YOUR INSTRUCTIONS: One number is the full answer: how many lines in the records contain the word "white"?

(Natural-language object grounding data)
■ ■ ■ ■

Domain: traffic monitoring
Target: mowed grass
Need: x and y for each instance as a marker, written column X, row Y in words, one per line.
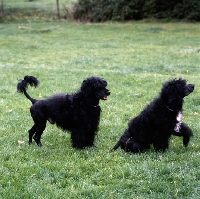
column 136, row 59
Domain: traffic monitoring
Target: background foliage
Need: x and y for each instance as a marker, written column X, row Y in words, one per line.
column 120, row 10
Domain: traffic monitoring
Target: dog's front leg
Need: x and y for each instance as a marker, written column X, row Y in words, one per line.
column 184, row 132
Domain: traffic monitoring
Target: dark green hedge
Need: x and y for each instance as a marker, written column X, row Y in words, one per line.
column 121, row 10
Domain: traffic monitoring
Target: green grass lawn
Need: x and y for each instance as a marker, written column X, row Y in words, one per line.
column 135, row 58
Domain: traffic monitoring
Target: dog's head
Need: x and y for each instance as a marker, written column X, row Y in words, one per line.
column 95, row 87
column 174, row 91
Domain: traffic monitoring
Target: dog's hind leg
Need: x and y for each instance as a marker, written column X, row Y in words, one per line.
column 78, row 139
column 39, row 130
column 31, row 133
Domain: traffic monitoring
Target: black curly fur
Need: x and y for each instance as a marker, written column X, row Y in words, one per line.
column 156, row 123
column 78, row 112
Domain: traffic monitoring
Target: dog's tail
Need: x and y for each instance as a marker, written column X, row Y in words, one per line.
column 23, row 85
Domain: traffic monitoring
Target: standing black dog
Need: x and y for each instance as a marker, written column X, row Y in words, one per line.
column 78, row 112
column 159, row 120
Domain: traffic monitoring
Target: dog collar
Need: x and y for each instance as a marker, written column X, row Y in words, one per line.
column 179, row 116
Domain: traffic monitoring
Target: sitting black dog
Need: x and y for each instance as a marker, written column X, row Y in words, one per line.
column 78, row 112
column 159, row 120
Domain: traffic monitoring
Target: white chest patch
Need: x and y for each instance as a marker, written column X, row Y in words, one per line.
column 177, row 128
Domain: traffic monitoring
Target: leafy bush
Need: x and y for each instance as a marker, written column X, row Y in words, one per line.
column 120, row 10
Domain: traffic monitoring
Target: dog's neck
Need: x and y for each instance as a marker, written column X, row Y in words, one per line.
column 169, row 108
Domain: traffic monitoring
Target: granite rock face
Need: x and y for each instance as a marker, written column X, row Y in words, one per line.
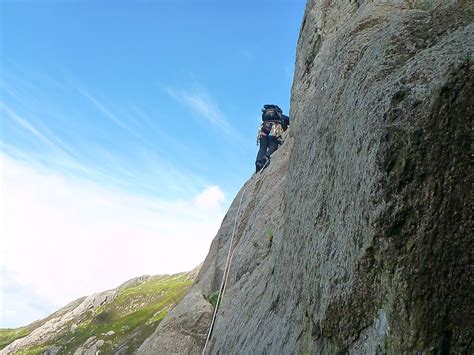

■ ■ ■ ■

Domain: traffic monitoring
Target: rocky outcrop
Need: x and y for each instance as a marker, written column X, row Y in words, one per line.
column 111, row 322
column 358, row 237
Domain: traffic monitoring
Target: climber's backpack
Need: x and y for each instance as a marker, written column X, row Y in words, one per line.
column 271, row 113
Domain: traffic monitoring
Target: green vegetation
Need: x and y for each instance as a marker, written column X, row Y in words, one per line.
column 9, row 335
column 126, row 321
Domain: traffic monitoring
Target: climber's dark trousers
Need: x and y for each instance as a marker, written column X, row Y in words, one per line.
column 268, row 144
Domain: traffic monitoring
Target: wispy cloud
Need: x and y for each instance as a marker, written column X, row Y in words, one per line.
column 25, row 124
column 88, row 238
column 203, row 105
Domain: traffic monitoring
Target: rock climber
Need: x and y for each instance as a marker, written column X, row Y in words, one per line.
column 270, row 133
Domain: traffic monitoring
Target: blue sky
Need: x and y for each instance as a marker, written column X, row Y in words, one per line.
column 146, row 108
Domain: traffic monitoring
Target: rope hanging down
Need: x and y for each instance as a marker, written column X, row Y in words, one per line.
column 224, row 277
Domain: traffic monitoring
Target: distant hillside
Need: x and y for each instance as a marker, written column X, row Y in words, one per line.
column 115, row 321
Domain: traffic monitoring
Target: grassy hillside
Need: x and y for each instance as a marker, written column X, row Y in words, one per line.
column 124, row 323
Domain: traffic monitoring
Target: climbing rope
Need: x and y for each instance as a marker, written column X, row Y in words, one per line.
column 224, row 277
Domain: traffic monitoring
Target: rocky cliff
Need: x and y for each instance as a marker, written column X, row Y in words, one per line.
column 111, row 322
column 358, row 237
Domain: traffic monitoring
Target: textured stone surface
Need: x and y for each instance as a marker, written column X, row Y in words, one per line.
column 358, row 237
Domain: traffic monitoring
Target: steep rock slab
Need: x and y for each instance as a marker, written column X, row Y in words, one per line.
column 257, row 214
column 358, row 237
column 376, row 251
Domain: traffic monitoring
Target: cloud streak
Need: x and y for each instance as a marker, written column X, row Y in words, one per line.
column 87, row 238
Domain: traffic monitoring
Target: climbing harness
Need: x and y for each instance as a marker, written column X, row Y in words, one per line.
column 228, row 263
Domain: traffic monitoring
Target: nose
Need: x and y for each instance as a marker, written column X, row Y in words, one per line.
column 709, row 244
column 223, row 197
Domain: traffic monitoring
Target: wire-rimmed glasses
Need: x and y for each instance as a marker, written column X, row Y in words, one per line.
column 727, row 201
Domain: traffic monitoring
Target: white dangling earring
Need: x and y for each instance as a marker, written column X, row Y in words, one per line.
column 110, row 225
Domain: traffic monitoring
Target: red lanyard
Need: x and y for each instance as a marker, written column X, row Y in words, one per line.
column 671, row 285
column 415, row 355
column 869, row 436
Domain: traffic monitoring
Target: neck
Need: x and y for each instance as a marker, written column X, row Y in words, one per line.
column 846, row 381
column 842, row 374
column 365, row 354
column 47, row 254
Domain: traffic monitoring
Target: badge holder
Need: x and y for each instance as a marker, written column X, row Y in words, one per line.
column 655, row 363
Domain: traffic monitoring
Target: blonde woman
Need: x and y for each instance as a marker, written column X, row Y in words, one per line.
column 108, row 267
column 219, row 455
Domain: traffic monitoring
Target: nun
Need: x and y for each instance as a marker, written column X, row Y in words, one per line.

■ ■ ■ ■

WRITTEN SOLUTION: 2